# Exercise instructions
Take the data that follows and retype it word for word.

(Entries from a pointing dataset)
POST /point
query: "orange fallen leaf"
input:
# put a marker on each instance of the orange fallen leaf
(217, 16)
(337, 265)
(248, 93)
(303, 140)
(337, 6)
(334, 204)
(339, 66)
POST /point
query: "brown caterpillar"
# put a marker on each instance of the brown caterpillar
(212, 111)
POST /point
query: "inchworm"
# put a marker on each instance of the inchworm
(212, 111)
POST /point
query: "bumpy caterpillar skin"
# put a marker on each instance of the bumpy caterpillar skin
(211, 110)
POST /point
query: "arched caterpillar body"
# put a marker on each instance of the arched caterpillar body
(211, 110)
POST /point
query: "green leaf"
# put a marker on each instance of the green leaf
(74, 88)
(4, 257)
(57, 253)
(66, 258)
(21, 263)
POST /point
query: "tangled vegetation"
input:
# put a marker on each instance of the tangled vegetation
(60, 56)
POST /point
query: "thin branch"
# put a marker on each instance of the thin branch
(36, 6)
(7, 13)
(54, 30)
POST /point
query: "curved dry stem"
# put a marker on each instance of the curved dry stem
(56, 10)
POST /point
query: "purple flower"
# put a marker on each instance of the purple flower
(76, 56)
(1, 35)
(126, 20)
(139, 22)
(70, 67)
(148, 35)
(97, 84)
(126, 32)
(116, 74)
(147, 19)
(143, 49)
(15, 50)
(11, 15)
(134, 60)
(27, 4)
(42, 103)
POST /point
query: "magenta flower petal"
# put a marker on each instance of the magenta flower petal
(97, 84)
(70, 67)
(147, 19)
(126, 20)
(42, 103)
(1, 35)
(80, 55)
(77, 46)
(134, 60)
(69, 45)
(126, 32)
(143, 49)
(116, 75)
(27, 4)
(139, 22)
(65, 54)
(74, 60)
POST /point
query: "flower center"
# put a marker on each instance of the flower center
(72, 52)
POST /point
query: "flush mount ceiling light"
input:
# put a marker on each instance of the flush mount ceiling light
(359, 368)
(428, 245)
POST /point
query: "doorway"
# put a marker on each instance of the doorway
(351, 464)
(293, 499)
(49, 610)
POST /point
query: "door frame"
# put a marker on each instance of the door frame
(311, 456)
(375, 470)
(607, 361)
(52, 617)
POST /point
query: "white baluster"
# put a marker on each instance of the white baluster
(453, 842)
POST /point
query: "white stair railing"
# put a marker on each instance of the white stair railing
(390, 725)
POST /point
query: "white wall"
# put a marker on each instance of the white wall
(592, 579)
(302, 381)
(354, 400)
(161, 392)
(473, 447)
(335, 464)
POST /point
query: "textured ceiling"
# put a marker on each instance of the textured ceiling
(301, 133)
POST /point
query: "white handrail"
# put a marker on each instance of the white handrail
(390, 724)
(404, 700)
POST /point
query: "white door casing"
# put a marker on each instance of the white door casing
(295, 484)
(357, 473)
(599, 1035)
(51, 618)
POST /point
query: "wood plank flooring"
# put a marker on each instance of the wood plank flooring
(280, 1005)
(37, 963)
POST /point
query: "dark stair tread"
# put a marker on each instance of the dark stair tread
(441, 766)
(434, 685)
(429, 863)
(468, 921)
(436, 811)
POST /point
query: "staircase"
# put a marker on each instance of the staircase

# Written answer
POST /point
query: "orange fallen leaf"
input:
# put a marker on each instance of the orange fallen leaf
(217, 16)
(337, 265)
(248, 93)
(303, 140)
(337, 6)
(334, 204)
(339, 66)
POST /point
query: "brown caterpillar"
# put a marker on each instance of the brown caterpillar
(212, 111)
POST /point
query: "inchworm"
# put a marker on each instance of the inchworm
(212, 111)
POST /point
query: "bumpy caterpillar skin"
# put a marker on each instance of the bumpy caterpillar skin
(211, 110)
POST /point
query: "arched caterpillar body"
# put a marker on each instance of the arched caterpillar body
(211, 110)
POST /point
query: "green leaf"
# put a marker on each instance of the green leaf
(74, 88)
(4, 257)
(57, 253)
(66, 258)
(21, 263)
POST /point
query: "tangled vegetation"
input:
# put a marker on each instance of the tangled vegetation
(60, 56)
POST /point
query: "thin branch"
# put a marker on each instance of the thin branch
(36, 6)
(7, 13)
(54, 30)
POST /point
query: "curved dry stem"
# put a marker on each instance of the curved dry stem
(56, 10)
POST /point
query: "purple flower"
# put a marker on each instance of the purple flower
(76, 56)
(1, 35)
(126, 20)
(139, 22)
(70, 67)
(148, 35)
(97, 84)
(126, 32)
(116, 74)
(147, 19)
(143, 49)
(15, 50)
(11, 15)
(134, 60)
(27, 4)
(42, 103)
POST /point
query: "magenta flower petal"
# put a marker on each instance of the magenta flower petal
(97, 84)
(70, 67)
(147, 19)
(126, 20)
(42, 103)
(1, 35)
(80, 55)
(77, 46)
(134, 60)
(69, 45)
(126, 32)
(143, 49)
(116, 75)
(27, 4)
(139, 22)
(65, 54)
(74, 60)
POST /point
query: "flower center"
# put a marker on each instance of the flower center
(72, 52)
POST /point
query: "flush mount ceiling light"
input:
# put a marker on each instance of the flush mount ceiling light
(359, 368)
(428, 245)
POST /point
query: "doorway"
# put a marker on each instance of the doorway
(351, 464)
(293, 499)
(49, 610)
POST /point
query: "door frame"
# put a marker on each instance of the door frame
(311, 456)
(375, 470)
(607, 361)
(52, 617)
POST /point
query: "white baluster"
# put a marker on each instance of the white baluster
(453, 842)
POST /point
query: "white stair railing"
# put a marker on each instance of the white stair railing
(390, 725)
POST /point
query: "white wall"
# put a marker on each instance of the white wall
(592, 579)
(302, 381)
(354, 400)
(161, 392)
(473, 447)
(335, 464)
POST /point
query: "textured ceiling"
# put a marker on each instance of the textured ceiling
(301, 133)
POST /point
query: "white handrail"
# put a marker on each instance of the white handrail
(390, 724)
(404, 700)
POST /point
query: "white door casing"
# put a marker on each instance of the white door casing
(295, 484)
(357, 473)
(599, 1035)
(51, 618)
POST /point
query: "wood plank flooring"
# put a marker on each instance of the wood plank flooring
(280, 1005)
(37, 963)
POST /point
query: "dark stair tread"
# put a marker on each instance of the dark stair tread
(441, 766)
(434, 685)
(429, 863)
(468, 921)
(436, 811)
POST /point
query: "staircase"
# put a marker on each instance of the staircase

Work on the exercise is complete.